Records from a dataset
◆ ◆ ◆ ◆ ◆

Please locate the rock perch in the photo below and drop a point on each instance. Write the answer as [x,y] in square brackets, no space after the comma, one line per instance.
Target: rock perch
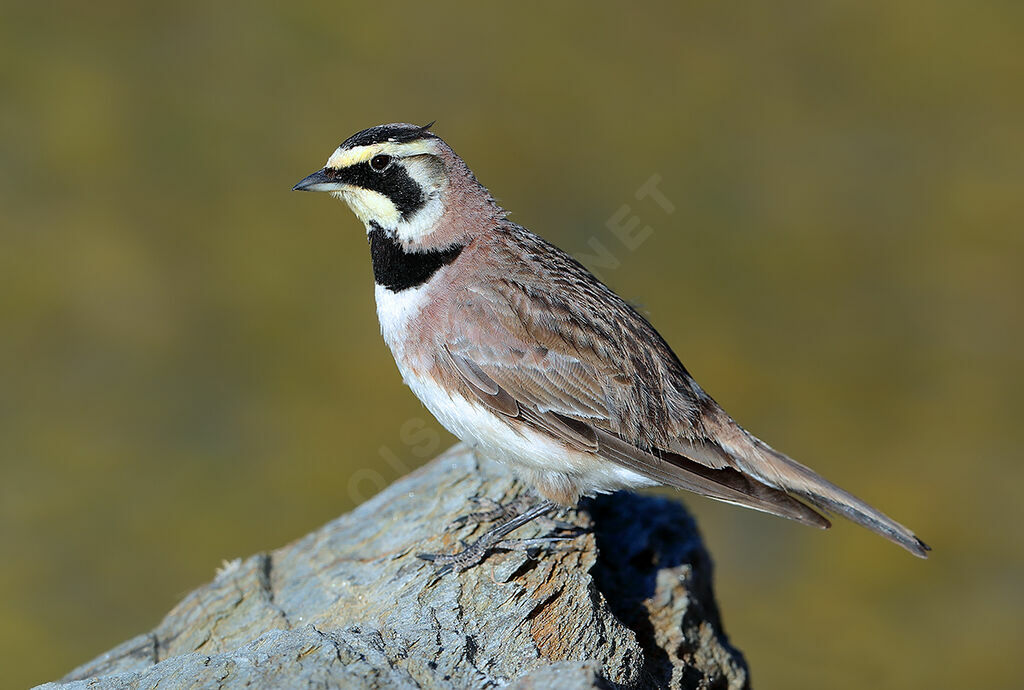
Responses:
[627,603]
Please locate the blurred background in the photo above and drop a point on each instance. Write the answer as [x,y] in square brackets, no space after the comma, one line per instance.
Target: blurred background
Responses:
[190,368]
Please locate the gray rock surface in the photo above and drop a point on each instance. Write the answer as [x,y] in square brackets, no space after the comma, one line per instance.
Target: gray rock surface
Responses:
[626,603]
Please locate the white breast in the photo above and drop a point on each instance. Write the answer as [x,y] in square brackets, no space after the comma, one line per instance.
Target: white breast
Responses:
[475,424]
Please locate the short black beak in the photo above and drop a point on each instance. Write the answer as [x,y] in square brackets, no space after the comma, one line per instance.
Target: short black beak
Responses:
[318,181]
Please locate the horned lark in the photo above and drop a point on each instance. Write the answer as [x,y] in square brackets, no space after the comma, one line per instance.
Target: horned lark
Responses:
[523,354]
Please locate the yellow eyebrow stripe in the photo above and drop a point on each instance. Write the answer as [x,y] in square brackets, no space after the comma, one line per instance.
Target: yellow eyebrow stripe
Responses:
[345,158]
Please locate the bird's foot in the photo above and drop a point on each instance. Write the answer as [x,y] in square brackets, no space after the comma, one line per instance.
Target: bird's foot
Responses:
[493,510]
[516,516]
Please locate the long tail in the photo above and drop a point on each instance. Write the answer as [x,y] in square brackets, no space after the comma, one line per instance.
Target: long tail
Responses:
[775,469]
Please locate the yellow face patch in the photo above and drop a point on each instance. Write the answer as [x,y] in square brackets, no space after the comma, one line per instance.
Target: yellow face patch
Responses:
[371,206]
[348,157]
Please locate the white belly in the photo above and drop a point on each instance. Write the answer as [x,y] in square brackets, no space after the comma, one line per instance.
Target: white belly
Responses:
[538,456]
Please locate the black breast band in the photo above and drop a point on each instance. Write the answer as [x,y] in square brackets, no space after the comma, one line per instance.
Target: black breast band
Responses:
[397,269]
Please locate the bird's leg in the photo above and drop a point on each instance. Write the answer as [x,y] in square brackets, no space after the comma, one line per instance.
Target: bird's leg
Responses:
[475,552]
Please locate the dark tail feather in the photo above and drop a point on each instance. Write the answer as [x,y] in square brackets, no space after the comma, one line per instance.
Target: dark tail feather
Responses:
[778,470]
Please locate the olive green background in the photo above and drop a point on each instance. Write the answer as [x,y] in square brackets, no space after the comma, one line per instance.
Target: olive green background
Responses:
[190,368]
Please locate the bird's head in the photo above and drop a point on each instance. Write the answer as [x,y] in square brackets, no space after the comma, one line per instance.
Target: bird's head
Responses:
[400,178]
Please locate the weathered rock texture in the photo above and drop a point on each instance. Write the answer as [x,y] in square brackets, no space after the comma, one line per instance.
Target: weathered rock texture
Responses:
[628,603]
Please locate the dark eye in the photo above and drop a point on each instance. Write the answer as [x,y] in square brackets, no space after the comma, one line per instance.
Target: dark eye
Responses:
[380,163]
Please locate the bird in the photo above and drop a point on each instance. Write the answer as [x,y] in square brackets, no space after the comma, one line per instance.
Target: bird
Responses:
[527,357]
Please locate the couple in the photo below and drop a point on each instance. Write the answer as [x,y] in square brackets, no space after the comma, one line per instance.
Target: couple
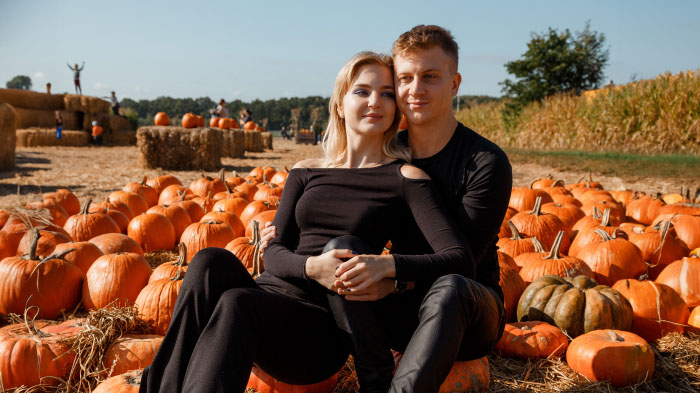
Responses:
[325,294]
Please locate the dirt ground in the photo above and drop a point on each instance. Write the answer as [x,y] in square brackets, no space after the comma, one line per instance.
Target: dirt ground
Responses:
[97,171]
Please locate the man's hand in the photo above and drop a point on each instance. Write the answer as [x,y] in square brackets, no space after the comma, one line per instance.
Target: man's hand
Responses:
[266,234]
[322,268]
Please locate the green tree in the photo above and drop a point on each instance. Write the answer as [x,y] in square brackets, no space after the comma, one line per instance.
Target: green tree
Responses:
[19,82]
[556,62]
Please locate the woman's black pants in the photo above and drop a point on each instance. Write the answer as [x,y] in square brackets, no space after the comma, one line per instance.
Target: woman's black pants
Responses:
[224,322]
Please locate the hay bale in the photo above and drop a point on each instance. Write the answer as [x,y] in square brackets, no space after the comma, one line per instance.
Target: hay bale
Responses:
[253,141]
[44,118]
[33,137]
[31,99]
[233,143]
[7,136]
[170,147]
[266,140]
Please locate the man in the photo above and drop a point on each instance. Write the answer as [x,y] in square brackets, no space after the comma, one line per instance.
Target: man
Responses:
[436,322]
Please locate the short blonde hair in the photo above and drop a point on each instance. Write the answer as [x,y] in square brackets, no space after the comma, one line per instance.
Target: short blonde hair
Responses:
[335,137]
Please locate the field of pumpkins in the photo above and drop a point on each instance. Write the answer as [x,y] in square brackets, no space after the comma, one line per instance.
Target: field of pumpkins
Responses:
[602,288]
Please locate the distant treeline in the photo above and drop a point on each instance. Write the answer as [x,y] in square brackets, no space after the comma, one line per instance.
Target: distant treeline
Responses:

◆ ◆ ◆ ◆ ◆

> Directions
Give every entry again verbatim, with no pictures.

> Completed task
Please locate the rock perch in the photo below and drop a point on each instance. Write the answer as [x,y] in square brackets, no space after the comma, one line per instance.
Target: rock perch
Responses:
[627,603]
Please locate the blurred background in the photo above and drop a point on each instance. Write the answer as [x,y] in square brackets, no space after the comma, one line per instance.
Target: blurred background
Responses:
[190,368]
Please locate the gray rock surface in the photo above and drop a point on each instance. Write the answer as [x,y] in square brackets, no space after the comma, one line per instance.
Target: gray rock surface
Responses:
[626,603]
Please locate the white breast in the photo above and drop a point on each instance. Write the answer as [x,y] in square brackets, no space after the comma, one line per instance.
Target: white breast
Responses:
[475,424]
Please locate the short black beak in the photo above and drop a point on each instance. Write the answer as [x,y] in square brackets, no space after the comma, one line per instance.
Target: short black beak
Responses:
[318,181]
Please locate the horned lark in the photo above and drop a point on each instance. Write the answer as [x,y] in square brackets, no space after the comma, one line per instance.
Target: horned lark
Responses:
[523,354]
Please locate the yellow eyebrow stripe in the photo above and drop a point on each instance. Write the answer as [x,y] in square brackets, no space after the comma, one line per instance.
Target: yellow eyebrow stripe
Responses:
[345,158]
Please locate the bird's foot in the photo above and drop a point on each instance. Write the answer as [x,y] in square brackets, no space after the comma, one line per instance.
Target: bird's foot
Responses:
[493,510]
[516,516]
Please locate the long tail in the photo above and drop a point on each instance. Write the answer as [x,y] in square brackets, no space after the comma, one line per instance.
Target: long tail
Responses:
[775,469]
Please locate the yellow face patch in the photo above and drop a point on each instance. Write the answer as [x,y] in square brackets, no space after the comma, one line per instance.
Target: yellow face patch
Responses:
[371,206]
[348,157]
Please locate the white belly in the photo above and drop a point on each instance. Write the answer as [x,y] in square brackets, no space after the comma, one line per instance.
Target: white belly
Responses:
[538,456]
Please locate the black breast band in the photo above and drop a point on each instance. Write the answer as [x,y] in square brackets, no space after the comma, one line per instance.
Target: black breast band
Responses:
[397,269]
Please locate the bird's leg in the photo above and drop a point on each instance. Write the answer as [x,y] in square brackets, no space after the comma, one line per instance.
Target: bird's leg
Responses:
[475,552]
Please locate the dark tail feather in the photo above and drop a point on each instance. Write the answer as [x,y] in square brackets, no space after the comma, one line per instance.
Target: dark tail feather
Responses:
[778,470]
Please locate the olive green background in the photo above and drop a point on each instance. Write the answer as [x,y] in square brackets, no space after the comma, one line per instance.
Target: olive green background
Responses:
[190,368]
Please locate the bird's head in the photo above and drop a point on each instance. Write the answer as [x,y] in square brackets, no space after the comma, one line per instance.
Target: bird's head
Responses:
[400,178]
Please locate the weathered rock texture in the photo above and drop a point on each instance. Write the answer as [x,y] in square brackets, no space after the comma, one line per instance.
Target: weathered rock texture
Responses:
[628,603]
Please locate the dark eye in the photo above and drop a point on each instance. Write the answer as [x,y] in square brackets, no space after the comma, one line per instance.
Target: dark eye
Responses:
[380,163]
Please locate the bird in the photo above and drop a point on each instance. Write the answer as [x,y] in square brackets, no space after the comma, one line per instance.
Target: bird
Responses:
[527,357]
Please locate the couple in the photo below and drop a point on each instance. Write the answer as [x,y] in square brackets, no space after the comma, one line per instance.
Target: couple
Responses:
[325,294]
Please locate the dirt ground in the photo above and drop a point on each instance. Write the answer as [x,y] in square brackets, no space after the comma, one line per instance.
Target: dirt ground
Responses:
[97,171]
Please locate the man's hand in the photo above and drop a point on each instance. Write the answer as [x,y] in square brackets, no space after the comma, one line per instance.
Target: man's hand
Responses:
[266,234]
[322,268]
Please locate the green tree in the photo above and drop a point on each instance. Write the answer as [x,y] in square brackets, no space after the comma, one line per instance.
Target: green tree
Responses:
[19,82]
[556,62]
Please locate the woman's black pants in the photo above and drop a point on each instance. Write the answer as [x,y] in square brackets, no space after the comma, one line per instance.
Target: woman's black pants
Responses:
[224,322]
Please locate the hay bale in the photo above and drop a point on each instance. Write the answer as [x,y] in square brackets, no space after the comma, one line per instance.
Target: hay bale
Responses:
[253,141]
[44,118]
[33,137]
[31,99]
[233,143]
[7,136]
[170,147]
[266,140]
Please locate the man in the photo above and drop a point on each instance. Write the answer as [x,y] in square brackets, no space after the comma, one line per instance.
Target: man
Responses:
[436,322]
Please locate the short blonde hair in the photo above and drop a point on each instance. Write the answer as [x,y] in square brackets, no space after the comma, one line per instance.
Target: short blonde hair
Responses:
[335,137]
Please locate the field of pumpkins in the photo above and drop a point on each instance. Write the answer as [x,y] in square brackets, no space after the comma, one line per instance.
Target: field of pumpkins
Responses:
[602,288]
Please locate the distant treeline in the photo above and drop a point on each instance. Write the answer as [x,y] in square brackets, no space after the comma, one line per instance.
Target: distant treeline
Responses:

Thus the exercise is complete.